• [Extract to read]
>> BEGIN
Are the voltage switches set for your local voltage? Are you using the indicated fuse ratings? Any sign of distress or burning on the power transformer (PT)? Wire-clippings or pennies fallen through the case onto power traces or connectors?

PT connects to main power board at connector J2 hidden amongst large caps C1 C3. Disconnect here.

Really should be using a Lamp Limiter- if problem not found quick you will use-up all your fuses before you figure it out.

Will the fuse hold (lamp stay dim) with PT disconnected at J2? If not, you have a problem around line switching or inside PT (boohoo).

Still J2 disconnected, probe AC Volts from PT. If 6-4 or 6-5 reads over 45VAC, thyristor Q3 will go short to protect from overvoltage. (I would expect 20VAC here, so an overvoltage would be a Problem.)
>> END
• [What is being asked] Rewrite everything from "PT connects to" down to "figure it out." in the power-supply troubleshooting notes, changing "Lamp Limiter" to "dim-bulb tester". The material that comes next is separate from the power-supply troubleshooting notes.

• [Supplied material]
>> BEGIN
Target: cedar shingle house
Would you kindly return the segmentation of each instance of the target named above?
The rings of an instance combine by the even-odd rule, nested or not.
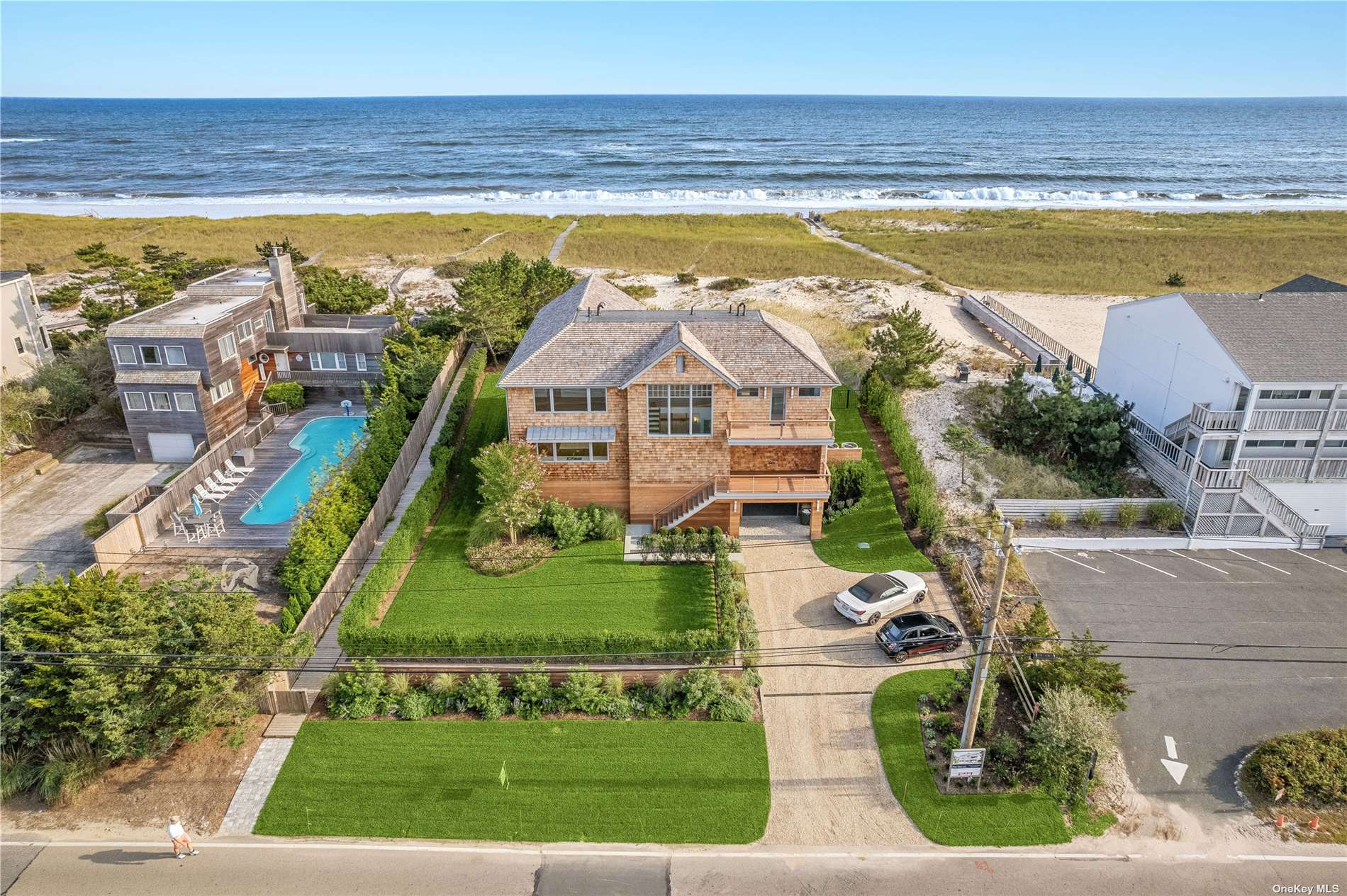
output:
>> END
• [The answer]
PT connects to main power board at connector J2 hidden amongst large caps C1 C3. Disconnect here.

Really should be using a dim-bulb tester- if problem not found quick you will use-up all your fuses before you figure it out.